___ Data for this task ___

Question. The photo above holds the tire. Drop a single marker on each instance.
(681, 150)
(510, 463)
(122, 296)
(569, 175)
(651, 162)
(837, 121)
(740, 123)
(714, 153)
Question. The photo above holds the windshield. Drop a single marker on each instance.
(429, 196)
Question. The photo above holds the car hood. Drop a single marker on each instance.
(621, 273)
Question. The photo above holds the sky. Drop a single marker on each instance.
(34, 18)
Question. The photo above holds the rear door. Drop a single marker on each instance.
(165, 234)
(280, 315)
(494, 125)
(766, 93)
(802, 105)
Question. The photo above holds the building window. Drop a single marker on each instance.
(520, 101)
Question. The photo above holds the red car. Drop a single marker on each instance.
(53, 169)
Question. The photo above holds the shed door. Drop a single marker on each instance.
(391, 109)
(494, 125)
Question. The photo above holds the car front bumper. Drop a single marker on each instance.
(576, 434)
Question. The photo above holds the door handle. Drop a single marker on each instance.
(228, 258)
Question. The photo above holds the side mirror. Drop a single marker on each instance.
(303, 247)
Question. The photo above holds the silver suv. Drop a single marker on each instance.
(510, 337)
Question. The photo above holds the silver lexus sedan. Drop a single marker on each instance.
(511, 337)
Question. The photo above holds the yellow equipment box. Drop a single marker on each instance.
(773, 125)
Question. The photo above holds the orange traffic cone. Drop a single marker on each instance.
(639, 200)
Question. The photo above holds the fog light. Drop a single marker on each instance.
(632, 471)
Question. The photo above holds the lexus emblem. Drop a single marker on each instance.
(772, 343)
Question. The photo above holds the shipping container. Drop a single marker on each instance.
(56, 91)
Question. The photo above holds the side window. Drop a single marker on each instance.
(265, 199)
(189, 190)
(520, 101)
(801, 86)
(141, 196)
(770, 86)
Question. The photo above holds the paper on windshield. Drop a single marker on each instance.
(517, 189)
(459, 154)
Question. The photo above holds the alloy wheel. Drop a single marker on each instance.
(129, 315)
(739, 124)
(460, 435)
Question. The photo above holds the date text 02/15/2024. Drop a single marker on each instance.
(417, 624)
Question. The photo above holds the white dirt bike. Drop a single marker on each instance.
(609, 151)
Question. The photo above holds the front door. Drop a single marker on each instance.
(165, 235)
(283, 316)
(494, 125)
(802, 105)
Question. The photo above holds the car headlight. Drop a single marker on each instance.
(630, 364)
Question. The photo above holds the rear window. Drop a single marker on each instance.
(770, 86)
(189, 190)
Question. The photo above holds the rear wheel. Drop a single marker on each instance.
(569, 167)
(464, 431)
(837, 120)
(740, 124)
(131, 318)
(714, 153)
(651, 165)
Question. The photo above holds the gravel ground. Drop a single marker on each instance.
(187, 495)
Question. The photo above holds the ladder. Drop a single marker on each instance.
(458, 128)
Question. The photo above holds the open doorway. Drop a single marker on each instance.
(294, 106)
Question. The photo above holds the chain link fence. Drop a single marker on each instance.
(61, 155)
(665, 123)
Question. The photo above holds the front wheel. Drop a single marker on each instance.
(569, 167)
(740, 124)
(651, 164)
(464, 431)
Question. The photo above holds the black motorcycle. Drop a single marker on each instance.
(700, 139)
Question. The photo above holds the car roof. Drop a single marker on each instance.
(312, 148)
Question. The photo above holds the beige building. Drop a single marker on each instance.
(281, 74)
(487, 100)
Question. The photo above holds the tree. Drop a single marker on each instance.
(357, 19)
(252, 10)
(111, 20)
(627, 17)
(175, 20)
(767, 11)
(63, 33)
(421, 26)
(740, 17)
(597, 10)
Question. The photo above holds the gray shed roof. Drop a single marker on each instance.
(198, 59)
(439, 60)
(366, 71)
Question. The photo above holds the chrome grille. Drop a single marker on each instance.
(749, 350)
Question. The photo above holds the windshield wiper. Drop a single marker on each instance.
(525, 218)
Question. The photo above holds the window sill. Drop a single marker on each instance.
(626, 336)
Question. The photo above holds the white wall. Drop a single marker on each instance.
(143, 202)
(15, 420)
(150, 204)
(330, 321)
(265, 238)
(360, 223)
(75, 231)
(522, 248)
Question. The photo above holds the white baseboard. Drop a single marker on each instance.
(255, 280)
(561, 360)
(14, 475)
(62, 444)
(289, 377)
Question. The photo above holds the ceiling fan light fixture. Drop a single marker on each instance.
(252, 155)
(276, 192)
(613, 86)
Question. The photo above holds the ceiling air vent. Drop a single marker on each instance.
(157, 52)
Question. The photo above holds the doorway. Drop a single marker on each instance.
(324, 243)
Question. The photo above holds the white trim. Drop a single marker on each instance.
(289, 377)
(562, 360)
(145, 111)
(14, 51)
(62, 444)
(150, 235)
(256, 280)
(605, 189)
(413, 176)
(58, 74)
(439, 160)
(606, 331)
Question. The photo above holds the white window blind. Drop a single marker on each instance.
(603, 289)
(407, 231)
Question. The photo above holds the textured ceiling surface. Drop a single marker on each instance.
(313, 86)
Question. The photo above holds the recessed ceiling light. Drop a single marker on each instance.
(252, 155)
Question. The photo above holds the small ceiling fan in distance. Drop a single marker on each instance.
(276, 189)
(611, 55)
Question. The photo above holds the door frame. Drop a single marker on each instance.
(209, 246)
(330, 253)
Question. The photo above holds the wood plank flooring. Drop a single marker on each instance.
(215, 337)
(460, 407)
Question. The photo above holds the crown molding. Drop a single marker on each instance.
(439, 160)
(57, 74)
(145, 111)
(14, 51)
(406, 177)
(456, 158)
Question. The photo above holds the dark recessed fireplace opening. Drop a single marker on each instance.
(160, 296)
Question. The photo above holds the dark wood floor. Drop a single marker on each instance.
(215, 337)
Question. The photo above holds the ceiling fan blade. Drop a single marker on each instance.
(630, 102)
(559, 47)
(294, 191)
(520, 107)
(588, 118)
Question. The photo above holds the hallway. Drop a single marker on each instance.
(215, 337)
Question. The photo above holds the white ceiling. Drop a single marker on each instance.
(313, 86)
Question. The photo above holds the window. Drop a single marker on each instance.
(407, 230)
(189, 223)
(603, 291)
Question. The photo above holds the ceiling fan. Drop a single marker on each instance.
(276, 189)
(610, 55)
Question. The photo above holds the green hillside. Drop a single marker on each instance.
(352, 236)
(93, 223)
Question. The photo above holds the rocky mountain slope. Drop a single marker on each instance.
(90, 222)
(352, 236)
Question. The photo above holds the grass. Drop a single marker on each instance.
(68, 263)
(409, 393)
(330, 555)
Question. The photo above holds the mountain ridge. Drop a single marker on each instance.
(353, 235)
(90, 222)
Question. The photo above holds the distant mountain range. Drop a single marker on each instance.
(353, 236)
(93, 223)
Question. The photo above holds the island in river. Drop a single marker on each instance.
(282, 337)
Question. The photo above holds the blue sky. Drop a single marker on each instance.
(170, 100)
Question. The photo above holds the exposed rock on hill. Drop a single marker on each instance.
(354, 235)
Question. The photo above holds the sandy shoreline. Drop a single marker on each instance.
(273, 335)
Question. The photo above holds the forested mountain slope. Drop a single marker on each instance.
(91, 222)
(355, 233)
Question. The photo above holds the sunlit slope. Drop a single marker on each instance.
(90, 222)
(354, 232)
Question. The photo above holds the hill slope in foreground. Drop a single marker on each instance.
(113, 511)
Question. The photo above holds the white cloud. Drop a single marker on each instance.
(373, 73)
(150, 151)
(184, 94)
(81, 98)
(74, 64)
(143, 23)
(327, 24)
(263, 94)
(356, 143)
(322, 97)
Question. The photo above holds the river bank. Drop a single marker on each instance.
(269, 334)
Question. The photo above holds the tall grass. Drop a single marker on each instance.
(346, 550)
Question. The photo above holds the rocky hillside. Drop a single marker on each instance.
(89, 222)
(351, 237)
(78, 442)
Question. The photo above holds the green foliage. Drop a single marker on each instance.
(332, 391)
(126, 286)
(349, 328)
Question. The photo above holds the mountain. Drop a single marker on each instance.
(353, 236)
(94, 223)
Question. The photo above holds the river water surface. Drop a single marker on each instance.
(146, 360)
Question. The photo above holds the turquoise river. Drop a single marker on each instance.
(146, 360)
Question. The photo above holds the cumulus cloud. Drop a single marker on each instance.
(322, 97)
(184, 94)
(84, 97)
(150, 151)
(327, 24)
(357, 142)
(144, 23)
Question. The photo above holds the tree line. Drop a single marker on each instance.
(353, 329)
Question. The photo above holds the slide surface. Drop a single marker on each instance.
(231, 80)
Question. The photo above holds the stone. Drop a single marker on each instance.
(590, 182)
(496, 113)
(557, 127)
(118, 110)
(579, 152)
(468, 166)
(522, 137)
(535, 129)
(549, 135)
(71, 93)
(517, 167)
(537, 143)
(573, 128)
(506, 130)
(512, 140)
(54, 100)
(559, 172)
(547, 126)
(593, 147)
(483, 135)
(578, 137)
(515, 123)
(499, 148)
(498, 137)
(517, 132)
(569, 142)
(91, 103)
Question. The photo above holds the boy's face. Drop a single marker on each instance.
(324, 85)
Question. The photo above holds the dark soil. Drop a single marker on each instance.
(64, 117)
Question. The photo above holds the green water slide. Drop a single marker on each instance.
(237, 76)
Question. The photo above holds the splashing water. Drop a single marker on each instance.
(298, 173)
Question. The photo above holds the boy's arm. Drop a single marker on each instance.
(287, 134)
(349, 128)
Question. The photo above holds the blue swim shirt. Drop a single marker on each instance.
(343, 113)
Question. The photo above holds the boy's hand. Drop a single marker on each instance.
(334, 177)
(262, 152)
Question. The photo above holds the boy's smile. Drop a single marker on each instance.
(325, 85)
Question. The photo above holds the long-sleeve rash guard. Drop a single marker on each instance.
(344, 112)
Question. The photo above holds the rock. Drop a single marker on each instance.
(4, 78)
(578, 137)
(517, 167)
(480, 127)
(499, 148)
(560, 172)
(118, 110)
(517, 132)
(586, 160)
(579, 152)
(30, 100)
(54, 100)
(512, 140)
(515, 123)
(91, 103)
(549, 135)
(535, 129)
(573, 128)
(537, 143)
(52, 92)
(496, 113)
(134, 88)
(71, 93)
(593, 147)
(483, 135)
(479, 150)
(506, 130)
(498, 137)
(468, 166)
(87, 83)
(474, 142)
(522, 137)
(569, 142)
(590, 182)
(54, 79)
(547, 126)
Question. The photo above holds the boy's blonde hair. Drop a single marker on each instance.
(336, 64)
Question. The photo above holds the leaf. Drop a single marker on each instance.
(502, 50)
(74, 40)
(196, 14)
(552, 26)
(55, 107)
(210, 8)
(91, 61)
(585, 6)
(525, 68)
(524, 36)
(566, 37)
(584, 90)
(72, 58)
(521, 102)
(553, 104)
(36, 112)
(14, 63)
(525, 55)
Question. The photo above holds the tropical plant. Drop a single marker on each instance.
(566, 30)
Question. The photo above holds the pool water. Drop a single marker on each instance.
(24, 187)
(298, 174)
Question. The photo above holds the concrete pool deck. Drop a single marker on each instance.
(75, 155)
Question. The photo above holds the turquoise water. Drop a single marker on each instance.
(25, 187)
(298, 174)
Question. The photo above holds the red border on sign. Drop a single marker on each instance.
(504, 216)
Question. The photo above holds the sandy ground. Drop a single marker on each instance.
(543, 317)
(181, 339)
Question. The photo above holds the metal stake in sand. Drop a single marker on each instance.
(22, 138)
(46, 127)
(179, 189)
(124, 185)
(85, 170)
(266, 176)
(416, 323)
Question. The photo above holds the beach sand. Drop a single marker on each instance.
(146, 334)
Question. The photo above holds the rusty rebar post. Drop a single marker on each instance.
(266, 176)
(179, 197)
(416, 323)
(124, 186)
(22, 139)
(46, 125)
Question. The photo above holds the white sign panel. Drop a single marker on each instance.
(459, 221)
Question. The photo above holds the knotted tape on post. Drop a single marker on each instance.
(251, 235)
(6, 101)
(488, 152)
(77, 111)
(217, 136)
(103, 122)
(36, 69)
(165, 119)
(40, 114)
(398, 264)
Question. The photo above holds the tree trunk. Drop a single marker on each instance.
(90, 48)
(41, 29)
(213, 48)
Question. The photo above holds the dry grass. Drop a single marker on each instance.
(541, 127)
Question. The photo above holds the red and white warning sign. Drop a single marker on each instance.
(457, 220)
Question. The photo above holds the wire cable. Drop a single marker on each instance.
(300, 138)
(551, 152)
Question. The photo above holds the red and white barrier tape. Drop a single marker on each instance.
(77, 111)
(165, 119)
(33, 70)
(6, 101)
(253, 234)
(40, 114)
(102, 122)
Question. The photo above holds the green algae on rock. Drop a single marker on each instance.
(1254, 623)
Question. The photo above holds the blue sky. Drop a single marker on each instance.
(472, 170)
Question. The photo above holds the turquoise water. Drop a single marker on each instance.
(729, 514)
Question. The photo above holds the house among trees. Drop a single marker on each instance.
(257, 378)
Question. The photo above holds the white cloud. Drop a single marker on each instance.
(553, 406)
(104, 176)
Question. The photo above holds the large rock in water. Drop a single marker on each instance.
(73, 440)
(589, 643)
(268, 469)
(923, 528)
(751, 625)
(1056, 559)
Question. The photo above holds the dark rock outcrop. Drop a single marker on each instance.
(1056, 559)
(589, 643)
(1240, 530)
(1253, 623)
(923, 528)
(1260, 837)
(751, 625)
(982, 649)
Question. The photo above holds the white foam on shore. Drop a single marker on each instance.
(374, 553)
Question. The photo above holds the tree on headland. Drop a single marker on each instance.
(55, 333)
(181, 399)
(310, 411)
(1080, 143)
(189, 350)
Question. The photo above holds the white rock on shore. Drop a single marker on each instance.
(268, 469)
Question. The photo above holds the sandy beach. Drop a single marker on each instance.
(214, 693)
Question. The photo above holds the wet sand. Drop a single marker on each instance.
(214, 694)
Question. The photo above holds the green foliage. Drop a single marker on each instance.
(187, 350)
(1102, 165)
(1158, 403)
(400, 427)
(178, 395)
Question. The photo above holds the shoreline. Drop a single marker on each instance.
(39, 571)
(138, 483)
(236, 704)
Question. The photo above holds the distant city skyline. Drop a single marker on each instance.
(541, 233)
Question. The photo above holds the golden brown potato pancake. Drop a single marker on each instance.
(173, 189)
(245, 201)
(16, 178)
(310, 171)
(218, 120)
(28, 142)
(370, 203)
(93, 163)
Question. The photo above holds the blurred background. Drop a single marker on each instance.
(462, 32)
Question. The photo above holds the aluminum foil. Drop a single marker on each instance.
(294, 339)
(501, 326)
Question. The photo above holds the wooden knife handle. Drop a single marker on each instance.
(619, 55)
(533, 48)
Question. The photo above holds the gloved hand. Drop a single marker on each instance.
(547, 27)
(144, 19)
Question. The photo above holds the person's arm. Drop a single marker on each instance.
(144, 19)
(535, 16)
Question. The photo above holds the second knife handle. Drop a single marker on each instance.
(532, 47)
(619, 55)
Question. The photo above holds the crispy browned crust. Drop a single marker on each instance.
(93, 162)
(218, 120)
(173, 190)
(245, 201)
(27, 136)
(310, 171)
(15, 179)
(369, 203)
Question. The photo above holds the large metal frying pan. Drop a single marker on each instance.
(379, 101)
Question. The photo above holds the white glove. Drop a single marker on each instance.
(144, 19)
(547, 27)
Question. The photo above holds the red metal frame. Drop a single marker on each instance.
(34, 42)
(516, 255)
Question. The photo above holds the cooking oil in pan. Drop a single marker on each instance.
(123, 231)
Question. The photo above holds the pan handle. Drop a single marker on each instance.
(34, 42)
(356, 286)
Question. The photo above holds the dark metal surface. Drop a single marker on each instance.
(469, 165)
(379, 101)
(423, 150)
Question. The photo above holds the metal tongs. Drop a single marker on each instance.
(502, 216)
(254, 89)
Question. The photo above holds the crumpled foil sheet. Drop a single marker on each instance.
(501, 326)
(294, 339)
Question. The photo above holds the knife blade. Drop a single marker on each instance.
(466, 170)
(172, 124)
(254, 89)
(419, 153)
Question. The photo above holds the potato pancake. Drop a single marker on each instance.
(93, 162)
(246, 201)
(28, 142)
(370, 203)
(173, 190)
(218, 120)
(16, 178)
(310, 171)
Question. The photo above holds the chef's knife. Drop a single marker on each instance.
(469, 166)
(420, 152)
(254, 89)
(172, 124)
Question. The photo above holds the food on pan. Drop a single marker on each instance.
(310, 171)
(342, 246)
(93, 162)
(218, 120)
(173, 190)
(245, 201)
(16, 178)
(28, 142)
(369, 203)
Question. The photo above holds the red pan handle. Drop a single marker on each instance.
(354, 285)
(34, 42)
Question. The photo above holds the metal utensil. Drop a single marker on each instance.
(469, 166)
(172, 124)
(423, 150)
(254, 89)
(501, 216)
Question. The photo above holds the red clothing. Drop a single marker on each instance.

___

● Exercise task: Exactly and only the lines from the line containing "Question. The photo above holds the potato" through the last line of the entries should be copied, both ends included.

● Result of this exercise:
Question. The photo above holds the potato pancake. Drop a single marker on each instance.
(93, 162)
(246, 201)
(28, 142)
(370, 203)
(173, 190)
(218, 120)
(16, 178)
(310, 171)
Question. The photo above holds the chef's knife. Drop a single marker on each instance.
(469, 166)
(420, 152)
(254, 89)
(172, 124)
Question. The photo above holds the food on pan. Drop a single marker on each instance.
(310, 171)
(342, 246)
(93, 162)
(218, 120)
(173, 190)
(245, 201)
(16, 178)
(28, 142)
(369, 203)
Question. The photo above holds the red pan handle. Drop a single marker on each instance.
(354, 285)
(34, 42)
Question. The photo above holds the metal utensil. Drop a single marker on each instance.
(469, 166)
(172, 124)
(423, 150)
(254, 89)
(501, 216)
Question. The photo above holds the red clothing. Drop a single marker on each instance.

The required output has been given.